YOUR GOAL
Write out the whole listing again, exactly as given.

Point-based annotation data

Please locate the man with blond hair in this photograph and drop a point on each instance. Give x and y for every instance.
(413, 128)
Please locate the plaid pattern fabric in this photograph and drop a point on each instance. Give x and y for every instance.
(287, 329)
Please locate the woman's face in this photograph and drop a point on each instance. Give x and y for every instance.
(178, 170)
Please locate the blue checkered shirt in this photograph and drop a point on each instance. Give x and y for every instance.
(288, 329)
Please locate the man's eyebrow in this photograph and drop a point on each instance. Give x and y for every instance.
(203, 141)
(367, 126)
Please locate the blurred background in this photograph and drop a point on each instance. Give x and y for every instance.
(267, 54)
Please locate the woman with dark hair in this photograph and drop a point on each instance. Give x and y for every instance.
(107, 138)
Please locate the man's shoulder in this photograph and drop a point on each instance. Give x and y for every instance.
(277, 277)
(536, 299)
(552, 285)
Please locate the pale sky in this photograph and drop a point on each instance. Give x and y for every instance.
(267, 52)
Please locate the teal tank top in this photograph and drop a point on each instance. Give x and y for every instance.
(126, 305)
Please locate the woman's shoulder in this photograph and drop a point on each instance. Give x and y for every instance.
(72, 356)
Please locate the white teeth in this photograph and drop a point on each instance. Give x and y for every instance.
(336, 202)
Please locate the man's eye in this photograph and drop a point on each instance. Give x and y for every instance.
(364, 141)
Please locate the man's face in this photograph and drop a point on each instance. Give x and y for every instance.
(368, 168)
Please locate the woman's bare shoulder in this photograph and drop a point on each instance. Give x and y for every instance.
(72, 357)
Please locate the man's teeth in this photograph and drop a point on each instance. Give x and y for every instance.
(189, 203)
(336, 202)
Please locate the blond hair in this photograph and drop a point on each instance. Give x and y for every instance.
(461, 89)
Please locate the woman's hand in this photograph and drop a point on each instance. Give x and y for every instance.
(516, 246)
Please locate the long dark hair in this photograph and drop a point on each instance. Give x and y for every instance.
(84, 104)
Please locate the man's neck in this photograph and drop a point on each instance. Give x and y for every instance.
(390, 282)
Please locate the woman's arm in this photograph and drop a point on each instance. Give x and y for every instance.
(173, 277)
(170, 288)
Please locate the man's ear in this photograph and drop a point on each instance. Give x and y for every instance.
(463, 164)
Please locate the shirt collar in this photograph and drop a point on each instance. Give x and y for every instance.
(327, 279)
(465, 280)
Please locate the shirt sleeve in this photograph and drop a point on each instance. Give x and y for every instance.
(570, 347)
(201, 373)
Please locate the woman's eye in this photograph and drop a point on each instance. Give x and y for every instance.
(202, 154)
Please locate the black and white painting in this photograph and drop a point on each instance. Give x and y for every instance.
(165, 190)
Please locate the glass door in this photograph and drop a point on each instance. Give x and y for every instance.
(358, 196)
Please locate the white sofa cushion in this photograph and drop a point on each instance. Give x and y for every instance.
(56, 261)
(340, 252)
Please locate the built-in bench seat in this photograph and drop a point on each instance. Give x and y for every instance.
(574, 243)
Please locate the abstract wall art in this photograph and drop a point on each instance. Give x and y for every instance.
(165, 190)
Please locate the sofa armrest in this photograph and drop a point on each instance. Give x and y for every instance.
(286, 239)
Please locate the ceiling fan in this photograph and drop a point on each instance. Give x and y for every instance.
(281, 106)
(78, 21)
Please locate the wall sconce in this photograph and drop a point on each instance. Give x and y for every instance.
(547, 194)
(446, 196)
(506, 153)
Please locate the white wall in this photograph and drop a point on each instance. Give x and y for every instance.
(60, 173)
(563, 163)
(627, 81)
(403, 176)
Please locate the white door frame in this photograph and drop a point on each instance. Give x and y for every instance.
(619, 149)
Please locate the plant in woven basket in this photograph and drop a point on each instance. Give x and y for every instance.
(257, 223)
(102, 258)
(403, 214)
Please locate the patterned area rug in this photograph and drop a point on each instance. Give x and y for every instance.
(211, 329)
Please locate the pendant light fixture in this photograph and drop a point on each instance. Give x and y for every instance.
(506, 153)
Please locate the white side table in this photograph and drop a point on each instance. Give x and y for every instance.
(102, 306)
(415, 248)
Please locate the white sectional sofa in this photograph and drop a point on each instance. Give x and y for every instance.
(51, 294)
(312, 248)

ANSWER IN FULL
Please locate the man with blond hair in this photograph and drop a point on each instance. Give x and y for every instance.
(413, 128)
Please locate the plaid pattern fabric in this photograph and drop a point on each instance. Give x and y for every instance.
(287, 329)
Please locate the woman's face in this photograph and drop a point on each instance. Give x and y for every instance.
(178, 170)
Please locate the blue checkered shirt in this photograph and drop a point on each instance. Give x and y for every instance.
(288, 329)
Please locate the man's eyebrow in this photograph and drop a point on each instance. Give x and y for every instance.
(203, 141)
(367, 126)
Please locate the blurred background in this photograph and drop a point on each instance. Give x and y for every instance.
(267, 54)
Please locate the woman with dark hair in this photograph and drop a point on each instance. Give x and y for every instance.
(107, 138)
Please locate the man's shoulder in this photograph and drop a point on each instance. Give x and y for every instance.
(277, 277)
(536, 299)
(552, 285)
Please locate the pale sky in this photograph and drop a point on each instance. Give x and y for every instance.
(267, 52)
Please locate the teal tank top in this photograph and drop a point on each instance. Give x and y for every instance.
(126, 305)
Please locate the woman's shoulder in this photograph and drop a point on each instance. Give x and y for every instance.
(72, 356)
Please locate the white teeth in this photograph and drop a point on each instance. Give x and y for every instance.
(336, 202)
Please locate the man's eye in this photograph and drop a point on each instance. Give x and y for every instance.
(364, 141)
Please locate the man's face in this photograph and drop a point on each instance. Give x and y for every instance.
(368, 168)
Please locate the woman's bare shoulder in this photograph and drop a point on each instance. Give x and y for every instance.
(72, 357)
Please locate the man's teeth in this photograph and drop a point on each instance. Give x and y for every instance.
(189, 203)
(336, 202)
Please locate the blond hair in this photograph and drop a point on each instance. Give x and y for every instance.
(461, 89)
Please locate the woman's hand in this photograph and drop a point on each instance. Give x and y for every instance.
(516, 246)
Please locate the long dark hair in this photograph and drop a point on each instance. Give x and y for every instance.
(84, 104)
Please locate the man's neck in this photograph and drop a point on each instance. Give x and y for every instance.
(390, 282)
Please locate the woman's arm in this photograph and drop a point on each instance. Give x and y for every instance.
(173, 277)
(170, 288)
Please locate the man's ear in this photograph and drop a point on each instance. Give x and y for every instance.
(463, 164)
Please locate the shirt collar in this photograph and drop a point on each instance. Give x and y for every instance.
(327, 279)
(465, 280)
Please locate the shirt sleeve in this photograph and drop a point on each instance. Give x and y for every instance.
(570, 347)
(201, 373)
Please locate the woman's eye in this photograph and drop a point on each instance. Give x and y for every instance.
(202, 154)
Please locate the black and white painting in this photograph and drop a point on each instance. Give x and y for every instance.
(165, 190)
Please locate the glass door in this photograph and drop a point on each instance. Give x and y for every instance.
(358, 196)
Please locate the white sofa cushion in this photograph and drop a point on each instance. Give x and y for every instance.
(56, 261)
(340, 252)
Please locate the built-in bench seat in this photograph and drop a point on each instance. Give x and y for every instance.
(574, 243)
Please locate the abstract wall art in this photograph and drop a point on each instance. Give x and y for every instance.
(165, 190)
Please locate the sofa armrest in this photograph and drop a point on each instance. Give x and y for every instance.
(286, 239)
Please locate the ceiling fan in this photograph and drop a point on each instance. Give x and y for every instance.
(281, 106)
(78, 21)
Please locate the wall sconce in this photograph and drop a point on each instance. Give x and y for every instance.
(547, 194)
(446, 196)
(506, 153)
Please locate the white wall in this photograph and drop a point on each instance. Give x and y for every instance.
(60, 173)
(563, 163)
(627, 81)
(403, 176)
Please locate the white door frame in this photograph and drop a point on each instance. Give x and y for every instance.
(619, 149)
Please locate the plant in woven basket in this photograph and drop a point on each instance. Give x and y for every instance.
(257, 223)
(102, 258)
(403, 214)
Please locate the patterned area rug in this photograph and drop a point on each instance. Give x and y for every instance.
(211, 329)
Please locate the pendant light fixture in this photograph and drop a point on each instance. Give x and y for every instance.
(506, 153)
Please locate the white side table in this photograph and drop a point on each instance. Give x and y for every instance.
(102, 306)
(415, 248)
Please locate the white sectional sofa in this photograph and drop a point on each instance. Give x and y for every instance.
(51, 294)
(312, 248)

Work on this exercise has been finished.